Every line of the data below that holds the string "white" needs to be reported.

******

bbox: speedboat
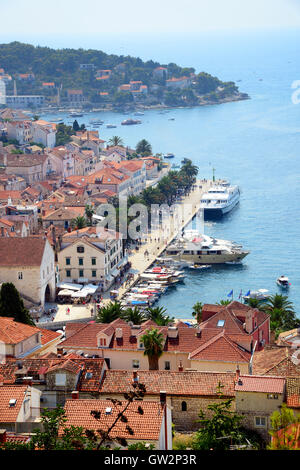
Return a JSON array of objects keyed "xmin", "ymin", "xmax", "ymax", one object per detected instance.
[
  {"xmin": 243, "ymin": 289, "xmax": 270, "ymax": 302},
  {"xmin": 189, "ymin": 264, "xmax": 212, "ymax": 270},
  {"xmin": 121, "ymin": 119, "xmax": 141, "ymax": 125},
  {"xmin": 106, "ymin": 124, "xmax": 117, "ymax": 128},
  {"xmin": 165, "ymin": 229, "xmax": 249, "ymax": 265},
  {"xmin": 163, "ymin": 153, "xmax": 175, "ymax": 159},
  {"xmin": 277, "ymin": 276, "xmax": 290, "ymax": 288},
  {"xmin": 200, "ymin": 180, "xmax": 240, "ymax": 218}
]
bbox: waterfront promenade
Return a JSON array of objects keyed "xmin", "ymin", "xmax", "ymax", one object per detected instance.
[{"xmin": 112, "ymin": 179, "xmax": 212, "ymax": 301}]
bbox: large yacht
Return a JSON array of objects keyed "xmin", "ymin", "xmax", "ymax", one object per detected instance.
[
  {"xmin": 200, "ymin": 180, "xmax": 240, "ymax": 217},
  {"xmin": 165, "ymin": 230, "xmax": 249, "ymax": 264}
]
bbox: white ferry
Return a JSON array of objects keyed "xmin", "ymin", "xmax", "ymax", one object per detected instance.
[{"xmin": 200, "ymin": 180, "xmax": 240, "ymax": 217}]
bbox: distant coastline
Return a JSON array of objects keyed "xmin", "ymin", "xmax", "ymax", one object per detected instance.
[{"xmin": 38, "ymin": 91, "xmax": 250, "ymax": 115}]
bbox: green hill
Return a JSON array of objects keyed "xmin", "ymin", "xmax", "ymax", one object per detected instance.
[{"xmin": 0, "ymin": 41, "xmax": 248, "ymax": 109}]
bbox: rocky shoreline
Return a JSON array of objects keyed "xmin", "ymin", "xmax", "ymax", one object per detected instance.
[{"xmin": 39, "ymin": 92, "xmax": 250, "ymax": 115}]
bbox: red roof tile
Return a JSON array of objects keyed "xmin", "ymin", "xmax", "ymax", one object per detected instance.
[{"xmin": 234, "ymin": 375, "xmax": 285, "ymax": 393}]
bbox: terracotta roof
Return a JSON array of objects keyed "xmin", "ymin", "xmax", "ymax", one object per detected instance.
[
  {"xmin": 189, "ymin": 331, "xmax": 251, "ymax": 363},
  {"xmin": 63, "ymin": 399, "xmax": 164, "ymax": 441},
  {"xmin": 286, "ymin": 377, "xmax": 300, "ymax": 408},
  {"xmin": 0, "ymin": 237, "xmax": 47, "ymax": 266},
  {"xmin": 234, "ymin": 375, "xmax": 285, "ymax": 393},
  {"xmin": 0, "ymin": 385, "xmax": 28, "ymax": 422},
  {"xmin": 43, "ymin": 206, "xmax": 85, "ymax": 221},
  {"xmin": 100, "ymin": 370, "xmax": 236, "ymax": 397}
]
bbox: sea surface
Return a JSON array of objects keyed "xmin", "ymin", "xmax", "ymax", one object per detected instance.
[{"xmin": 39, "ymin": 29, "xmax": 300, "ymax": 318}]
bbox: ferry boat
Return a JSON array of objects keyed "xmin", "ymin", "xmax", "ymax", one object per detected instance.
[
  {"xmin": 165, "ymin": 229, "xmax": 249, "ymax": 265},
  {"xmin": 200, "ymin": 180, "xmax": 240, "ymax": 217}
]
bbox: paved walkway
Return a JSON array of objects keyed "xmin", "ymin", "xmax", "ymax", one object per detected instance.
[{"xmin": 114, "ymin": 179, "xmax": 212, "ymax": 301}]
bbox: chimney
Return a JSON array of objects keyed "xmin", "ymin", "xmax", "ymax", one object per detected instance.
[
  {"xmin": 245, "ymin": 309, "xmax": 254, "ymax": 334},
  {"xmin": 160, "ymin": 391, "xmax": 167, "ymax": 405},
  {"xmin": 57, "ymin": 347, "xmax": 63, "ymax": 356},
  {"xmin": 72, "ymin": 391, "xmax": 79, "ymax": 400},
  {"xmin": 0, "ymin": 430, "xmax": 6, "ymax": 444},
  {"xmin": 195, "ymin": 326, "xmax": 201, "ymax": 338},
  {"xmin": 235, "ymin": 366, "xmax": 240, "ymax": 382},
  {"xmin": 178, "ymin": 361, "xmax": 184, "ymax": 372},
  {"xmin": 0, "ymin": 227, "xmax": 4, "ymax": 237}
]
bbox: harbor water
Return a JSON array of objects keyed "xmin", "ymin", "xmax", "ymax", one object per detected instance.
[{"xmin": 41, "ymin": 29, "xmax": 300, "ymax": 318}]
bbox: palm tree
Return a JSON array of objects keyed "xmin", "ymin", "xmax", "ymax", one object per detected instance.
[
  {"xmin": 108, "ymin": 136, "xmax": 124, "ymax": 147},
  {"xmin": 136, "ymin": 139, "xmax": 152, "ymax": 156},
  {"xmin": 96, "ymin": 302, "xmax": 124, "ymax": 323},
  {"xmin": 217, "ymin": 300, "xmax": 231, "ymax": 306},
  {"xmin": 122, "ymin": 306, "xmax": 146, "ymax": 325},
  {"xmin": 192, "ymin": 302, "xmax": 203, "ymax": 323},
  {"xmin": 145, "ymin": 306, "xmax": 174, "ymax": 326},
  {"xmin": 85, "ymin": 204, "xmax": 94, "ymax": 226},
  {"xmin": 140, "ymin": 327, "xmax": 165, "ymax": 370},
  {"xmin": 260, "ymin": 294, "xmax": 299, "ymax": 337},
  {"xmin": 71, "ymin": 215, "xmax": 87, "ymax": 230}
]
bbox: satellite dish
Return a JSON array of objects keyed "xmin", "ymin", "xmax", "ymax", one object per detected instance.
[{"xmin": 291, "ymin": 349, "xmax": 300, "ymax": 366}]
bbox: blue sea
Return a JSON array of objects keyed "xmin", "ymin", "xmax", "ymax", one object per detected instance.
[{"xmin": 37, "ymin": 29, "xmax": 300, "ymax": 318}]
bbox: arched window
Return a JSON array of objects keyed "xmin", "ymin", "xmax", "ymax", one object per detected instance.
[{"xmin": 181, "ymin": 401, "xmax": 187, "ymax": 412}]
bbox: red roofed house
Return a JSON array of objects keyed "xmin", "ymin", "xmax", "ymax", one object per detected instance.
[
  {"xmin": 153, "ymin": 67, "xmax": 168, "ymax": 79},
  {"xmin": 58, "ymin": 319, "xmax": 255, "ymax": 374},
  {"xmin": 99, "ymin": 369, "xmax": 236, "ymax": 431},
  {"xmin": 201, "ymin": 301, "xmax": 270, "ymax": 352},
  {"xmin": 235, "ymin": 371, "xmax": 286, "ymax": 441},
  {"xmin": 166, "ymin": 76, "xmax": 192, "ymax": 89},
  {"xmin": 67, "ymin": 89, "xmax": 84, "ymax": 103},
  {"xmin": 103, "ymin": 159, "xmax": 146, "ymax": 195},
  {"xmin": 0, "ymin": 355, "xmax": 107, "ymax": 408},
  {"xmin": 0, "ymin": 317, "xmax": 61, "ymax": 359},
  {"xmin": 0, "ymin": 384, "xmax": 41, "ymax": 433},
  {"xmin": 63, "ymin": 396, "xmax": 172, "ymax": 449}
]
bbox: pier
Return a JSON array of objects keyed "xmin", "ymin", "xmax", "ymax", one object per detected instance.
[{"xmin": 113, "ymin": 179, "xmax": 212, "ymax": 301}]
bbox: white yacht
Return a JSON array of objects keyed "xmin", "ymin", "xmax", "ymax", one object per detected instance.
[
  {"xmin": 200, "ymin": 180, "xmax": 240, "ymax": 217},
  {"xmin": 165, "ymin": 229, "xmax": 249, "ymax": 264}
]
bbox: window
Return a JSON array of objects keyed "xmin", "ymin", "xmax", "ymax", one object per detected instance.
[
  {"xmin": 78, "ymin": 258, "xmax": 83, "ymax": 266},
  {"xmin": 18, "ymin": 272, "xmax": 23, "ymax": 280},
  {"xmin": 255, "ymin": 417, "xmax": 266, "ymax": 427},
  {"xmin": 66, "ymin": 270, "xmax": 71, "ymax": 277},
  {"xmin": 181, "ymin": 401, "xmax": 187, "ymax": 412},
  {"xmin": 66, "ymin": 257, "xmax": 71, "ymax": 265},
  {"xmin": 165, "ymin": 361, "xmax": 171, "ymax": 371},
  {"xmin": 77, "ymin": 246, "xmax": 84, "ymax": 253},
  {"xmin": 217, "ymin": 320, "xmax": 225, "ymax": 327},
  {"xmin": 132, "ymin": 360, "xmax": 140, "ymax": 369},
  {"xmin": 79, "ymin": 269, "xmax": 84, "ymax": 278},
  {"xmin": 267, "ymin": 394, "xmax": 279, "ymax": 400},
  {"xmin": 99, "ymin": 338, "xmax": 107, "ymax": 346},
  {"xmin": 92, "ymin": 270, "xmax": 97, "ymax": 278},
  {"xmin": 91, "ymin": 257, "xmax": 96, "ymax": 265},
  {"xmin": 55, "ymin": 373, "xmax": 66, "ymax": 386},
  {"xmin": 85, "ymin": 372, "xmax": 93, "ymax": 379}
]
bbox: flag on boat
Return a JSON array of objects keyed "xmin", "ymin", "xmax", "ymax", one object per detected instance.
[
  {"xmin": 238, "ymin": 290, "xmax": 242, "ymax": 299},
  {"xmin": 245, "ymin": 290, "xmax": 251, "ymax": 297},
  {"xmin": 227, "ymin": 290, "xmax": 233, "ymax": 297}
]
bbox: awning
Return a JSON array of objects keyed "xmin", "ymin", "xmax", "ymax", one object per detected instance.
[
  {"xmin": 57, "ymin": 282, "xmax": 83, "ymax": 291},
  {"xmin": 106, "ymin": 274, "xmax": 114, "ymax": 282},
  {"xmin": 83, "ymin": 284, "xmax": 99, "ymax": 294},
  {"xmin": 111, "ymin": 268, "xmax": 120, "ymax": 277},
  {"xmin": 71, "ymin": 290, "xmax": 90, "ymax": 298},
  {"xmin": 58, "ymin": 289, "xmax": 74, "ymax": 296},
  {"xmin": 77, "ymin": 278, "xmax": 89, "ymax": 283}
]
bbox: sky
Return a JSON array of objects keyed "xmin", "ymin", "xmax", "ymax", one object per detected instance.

******

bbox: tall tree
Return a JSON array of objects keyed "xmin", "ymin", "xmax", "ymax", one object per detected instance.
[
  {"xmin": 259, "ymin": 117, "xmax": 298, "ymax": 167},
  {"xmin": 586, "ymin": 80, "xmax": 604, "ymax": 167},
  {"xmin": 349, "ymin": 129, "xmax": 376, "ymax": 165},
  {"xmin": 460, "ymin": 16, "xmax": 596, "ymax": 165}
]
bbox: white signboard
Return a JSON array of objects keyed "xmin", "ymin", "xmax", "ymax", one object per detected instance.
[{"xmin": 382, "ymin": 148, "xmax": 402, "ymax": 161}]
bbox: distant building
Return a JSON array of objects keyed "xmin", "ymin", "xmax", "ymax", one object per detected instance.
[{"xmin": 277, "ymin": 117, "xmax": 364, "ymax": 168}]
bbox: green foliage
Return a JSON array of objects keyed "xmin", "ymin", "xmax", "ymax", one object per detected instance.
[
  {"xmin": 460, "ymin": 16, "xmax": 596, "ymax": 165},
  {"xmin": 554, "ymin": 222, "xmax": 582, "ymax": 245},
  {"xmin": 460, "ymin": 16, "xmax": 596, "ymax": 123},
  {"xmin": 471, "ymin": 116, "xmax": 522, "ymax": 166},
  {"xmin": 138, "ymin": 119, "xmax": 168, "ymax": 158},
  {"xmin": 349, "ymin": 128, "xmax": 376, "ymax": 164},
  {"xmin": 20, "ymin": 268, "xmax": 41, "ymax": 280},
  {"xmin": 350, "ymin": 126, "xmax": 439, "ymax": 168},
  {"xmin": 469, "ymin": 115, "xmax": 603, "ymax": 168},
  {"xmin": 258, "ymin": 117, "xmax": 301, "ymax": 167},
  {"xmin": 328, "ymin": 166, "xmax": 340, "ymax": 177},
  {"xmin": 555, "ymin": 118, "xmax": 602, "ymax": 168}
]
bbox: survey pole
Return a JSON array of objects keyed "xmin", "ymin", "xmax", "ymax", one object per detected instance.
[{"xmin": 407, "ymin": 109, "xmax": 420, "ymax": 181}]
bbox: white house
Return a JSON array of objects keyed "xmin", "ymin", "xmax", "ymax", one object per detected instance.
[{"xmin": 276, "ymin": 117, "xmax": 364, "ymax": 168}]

******

— Exercise response —
bbox: white ferry
bbox: white yacht
bbox: white signboard
bbox: white house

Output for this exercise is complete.